* PROBLEM TO SOLVE *
Across the records below, report how many lines include the word "coordinate", stating the number alone.

(INPUT DATA)

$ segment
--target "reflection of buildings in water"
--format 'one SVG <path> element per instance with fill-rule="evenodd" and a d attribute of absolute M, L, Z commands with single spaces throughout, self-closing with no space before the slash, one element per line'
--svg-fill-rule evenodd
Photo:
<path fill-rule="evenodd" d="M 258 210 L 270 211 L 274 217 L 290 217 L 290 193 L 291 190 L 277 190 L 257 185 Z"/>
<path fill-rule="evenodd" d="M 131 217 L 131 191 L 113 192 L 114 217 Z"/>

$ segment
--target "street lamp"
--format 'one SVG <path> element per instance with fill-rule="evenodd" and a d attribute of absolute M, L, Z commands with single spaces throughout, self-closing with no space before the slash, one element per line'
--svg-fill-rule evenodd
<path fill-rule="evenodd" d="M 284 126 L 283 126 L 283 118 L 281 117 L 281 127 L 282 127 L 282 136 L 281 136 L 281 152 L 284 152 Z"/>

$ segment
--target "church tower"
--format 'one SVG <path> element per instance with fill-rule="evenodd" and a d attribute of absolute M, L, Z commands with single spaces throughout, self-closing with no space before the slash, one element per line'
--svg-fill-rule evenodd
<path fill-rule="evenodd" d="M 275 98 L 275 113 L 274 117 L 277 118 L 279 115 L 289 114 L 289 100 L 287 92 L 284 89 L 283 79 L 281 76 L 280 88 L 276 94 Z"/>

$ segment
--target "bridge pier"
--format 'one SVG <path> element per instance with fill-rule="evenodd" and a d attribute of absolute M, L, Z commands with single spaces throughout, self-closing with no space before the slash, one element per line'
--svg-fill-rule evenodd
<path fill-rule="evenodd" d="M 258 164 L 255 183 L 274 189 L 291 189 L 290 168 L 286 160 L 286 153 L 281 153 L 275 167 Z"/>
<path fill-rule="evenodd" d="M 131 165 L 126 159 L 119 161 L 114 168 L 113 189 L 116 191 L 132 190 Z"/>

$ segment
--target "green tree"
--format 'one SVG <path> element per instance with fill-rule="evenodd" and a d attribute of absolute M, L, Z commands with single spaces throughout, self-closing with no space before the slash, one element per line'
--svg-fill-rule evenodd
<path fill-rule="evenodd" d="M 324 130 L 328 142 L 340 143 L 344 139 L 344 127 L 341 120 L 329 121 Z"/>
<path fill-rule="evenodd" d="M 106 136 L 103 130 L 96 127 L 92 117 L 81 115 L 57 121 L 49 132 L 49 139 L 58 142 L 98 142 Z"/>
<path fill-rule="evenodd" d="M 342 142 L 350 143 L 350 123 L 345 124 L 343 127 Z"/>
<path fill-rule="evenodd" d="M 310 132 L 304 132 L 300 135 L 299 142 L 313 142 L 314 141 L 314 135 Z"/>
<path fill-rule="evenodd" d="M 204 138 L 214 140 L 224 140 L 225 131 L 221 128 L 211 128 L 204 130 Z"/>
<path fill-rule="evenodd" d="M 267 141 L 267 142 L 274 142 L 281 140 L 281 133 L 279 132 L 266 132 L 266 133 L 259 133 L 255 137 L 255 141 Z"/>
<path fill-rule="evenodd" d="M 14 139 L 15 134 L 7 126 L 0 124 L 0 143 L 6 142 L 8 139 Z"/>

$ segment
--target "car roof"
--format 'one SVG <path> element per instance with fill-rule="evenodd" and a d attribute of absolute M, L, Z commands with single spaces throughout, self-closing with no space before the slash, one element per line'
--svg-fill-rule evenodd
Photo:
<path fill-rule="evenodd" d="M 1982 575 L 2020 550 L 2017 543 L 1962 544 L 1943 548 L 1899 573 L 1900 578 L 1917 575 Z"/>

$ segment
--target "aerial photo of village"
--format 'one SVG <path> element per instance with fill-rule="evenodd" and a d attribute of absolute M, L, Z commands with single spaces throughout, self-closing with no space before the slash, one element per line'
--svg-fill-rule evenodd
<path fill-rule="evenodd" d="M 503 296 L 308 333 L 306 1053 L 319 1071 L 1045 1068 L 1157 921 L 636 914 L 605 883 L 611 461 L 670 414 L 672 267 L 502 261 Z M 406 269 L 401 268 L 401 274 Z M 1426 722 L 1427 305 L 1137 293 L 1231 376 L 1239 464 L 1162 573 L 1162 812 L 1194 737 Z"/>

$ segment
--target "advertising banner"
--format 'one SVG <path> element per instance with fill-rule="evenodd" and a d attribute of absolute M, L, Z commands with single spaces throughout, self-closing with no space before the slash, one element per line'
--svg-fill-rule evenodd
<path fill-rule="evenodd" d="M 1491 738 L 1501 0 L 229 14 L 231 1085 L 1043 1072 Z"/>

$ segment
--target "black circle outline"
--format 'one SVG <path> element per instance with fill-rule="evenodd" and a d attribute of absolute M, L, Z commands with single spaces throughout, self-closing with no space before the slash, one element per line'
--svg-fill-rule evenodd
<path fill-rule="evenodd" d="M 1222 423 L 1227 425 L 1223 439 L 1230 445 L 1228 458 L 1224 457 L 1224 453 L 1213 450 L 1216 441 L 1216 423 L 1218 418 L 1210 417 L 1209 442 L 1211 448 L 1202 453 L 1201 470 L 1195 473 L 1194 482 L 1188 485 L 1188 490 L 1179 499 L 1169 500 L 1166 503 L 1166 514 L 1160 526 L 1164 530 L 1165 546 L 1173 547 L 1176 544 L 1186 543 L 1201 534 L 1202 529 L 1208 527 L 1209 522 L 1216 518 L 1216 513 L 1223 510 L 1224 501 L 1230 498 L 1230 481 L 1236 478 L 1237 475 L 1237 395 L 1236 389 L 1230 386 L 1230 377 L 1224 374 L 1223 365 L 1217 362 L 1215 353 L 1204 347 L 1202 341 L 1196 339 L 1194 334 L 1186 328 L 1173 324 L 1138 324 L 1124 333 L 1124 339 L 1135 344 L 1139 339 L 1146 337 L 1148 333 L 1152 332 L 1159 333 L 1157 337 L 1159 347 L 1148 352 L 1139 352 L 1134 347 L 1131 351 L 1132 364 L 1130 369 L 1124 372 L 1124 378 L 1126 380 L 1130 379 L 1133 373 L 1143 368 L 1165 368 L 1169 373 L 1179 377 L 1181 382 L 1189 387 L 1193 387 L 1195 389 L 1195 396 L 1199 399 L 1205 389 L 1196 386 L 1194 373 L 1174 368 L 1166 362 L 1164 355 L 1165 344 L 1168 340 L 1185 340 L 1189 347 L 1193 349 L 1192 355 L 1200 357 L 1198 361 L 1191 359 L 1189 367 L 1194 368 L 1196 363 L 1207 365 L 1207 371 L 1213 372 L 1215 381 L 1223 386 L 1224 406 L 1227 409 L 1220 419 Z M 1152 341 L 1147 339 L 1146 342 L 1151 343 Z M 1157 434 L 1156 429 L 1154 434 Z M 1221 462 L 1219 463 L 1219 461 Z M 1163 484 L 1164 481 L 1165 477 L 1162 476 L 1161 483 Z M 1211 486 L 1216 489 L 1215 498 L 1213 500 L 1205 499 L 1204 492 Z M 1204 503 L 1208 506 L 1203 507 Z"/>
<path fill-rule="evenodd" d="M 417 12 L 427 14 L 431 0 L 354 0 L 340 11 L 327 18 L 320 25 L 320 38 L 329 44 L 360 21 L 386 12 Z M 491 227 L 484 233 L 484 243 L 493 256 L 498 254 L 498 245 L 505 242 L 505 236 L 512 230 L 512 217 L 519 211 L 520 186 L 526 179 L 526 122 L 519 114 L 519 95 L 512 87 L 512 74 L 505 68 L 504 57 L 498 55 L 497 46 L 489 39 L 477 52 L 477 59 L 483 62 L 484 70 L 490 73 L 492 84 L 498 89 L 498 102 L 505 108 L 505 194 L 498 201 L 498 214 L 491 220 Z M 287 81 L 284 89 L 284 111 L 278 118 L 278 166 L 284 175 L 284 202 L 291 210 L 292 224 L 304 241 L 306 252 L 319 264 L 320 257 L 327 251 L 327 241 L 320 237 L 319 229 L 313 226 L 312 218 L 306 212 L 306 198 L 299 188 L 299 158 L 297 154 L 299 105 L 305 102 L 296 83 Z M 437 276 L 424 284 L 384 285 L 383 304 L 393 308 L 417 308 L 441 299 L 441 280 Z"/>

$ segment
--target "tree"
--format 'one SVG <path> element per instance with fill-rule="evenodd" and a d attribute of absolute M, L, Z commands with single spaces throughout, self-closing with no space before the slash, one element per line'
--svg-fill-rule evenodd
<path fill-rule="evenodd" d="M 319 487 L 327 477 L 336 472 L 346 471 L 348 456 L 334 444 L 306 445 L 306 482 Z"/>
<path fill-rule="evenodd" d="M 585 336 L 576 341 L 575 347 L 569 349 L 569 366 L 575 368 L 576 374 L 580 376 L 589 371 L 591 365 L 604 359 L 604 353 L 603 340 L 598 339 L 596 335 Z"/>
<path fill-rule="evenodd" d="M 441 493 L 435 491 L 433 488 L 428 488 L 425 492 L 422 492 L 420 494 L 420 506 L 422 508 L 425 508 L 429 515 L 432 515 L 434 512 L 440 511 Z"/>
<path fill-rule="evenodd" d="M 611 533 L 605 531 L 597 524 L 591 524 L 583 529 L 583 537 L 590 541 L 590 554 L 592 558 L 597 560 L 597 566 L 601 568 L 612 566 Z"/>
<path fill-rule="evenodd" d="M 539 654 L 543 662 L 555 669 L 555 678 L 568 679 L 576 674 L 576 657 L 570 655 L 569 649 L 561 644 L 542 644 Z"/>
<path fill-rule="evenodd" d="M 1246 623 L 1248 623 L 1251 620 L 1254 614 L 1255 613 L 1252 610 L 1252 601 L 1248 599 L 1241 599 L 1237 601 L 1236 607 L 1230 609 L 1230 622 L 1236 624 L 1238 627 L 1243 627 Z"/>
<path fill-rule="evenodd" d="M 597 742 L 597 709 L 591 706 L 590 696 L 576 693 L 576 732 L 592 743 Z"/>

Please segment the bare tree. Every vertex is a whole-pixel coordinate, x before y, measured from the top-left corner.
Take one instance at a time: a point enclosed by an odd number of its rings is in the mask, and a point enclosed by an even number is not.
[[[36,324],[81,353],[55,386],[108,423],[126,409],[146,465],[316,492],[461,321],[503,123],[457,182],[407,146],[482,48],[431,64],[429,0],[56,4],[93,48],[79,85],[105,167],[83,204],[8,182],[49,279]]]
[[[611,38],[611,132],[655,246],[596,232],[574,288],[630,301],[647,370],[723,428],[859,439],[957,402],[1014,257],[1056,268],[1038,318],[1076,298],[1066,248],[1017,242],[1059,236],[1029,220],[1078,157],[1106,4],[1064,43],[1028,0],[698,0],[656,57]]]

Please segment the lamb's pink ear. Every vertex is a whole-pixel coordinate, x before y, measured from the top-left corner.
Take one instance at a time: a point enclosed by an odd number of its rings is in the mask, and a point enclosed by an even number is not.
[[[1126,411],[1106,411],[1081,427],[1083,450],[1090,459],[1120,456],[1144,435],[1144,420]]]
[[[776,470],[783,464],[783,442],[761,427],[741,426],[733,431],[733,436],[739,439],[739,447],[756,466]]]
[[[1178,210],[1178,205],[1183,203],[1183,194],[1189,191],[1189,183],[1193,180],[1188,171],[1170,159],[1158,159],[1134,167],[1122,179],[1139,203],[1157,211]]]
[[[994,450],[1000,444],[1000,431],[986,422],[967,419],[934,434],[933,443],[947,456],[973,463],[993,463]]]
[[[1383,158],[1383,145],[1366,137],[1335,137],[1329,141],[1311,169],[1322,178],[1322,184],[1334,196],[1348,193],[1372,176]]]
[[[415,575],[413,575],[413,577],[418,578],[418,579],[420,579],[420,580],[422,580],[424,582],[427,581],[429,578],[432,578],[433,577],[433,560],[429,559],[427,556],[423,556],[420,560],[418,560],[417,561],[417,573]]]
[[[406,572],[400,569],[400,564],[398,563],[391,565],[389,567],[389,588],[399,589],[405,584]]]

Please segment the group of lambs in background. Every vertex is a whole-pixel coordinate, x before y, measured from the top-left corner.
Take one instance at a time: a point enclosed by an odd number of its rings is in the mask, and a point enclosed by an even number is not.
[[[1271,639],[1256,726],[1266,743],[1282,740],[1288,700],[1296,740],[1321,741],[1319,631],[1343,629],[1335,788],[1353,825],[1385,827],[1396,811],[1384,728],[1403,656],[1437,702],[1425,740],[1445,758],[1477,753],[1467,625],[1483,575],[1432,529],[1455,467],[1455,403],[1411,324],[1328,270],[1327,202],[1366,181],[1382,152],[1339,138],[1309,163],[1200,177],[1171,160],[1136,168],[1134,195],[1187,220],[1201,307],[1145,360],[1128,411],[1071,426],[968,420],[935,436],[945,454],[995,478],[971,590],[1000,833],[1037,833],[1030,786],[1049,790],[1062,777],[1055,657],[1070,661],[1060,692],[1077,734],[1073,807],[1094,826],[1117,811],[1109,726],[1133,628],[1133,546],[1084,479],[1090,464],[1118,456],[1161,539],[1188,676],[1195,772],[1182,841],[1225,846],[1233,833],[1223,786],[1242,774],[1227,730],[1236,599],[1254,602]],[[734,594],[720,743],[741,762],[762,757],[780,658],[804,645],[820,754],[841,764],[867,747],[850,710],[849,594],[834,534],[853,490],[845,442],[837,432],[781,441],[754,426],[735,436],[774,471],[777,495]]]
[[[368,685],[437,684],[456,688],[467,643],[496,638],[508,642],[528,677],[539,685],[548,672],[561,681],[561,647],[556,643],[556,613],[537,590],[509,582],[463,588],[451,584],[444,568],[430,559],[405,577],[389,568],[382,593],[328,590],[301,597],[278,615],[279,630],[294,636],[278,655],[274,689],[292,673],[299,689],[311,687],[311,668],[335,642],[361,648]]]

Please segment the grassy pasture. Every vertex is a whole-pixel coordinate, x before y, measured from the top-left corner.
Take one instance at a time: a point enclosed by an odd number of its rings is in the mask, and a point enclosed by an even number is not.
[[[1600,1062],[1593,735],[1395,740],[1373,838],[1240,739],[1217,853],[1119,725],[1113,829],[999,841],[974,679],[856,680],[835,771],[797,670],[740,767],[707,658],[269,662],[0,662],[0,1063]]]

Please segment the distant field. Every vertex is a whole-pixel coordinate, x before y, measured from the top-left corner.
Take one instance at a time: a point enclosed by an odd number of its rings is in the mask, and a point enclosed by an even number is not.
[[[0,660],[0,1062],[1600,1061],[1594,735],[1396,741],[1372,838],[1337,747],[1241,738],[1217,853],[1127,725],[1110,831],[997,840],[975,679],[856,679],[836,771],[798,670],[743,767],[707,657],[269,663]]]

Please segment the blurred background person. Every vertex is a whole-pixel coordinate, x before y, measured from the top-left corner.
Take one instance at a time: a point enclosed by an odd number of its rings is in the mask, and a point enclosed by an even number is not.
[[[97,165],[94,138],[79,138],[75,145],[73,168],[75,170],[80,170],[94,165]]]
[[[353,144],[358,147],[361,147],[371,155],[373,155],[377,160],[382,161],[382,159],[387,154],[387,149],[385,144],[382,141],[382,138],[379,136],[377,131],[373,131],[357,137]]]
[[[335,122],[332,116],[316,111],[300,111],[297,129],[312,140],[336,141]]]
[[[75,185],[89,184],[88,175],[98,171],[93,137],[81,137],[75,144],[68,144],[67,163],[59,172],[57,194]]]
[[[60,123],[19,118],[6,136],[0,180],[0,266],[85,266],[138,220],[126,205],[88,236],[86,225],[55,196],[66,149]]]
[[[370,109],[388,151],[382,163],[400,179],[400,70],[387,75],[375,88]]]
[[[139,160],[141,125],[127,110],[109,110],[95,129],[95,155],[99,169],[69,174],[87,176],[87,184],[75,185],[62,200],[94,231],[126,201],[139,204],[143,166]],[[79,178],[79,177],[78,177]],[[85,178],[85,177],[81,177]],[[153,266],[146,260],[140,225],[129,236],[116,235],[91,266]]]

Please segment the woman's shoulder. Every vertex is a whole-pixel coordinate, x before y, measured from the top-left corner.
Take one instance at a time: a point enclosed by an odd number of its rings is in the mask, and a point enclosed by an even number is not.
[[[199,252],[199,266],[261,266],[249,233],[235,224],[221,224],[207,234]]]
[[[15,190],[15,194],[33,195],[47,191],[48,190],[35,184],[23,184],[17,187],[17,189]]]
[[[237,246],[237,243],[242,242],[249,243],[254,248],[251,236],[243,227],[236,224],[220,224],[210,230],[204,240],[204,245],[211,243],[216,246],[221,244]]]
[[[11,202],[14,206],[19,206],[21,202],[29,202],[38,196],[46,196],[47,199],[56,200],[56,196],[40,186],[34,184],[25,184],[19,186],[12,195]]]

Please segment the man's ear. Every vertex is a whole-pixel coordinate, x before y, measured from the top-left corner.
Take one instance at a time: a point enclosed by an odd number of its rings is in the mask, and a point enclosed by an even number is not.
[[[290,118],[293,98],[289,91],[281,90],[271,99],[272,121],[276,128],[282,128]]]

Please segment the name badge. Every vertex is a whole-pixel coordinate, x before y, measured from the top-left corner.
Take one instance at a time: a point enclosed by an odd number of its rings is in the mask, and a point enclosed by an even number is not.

(End INPUT DATA)

* TASK RESPONSE *
9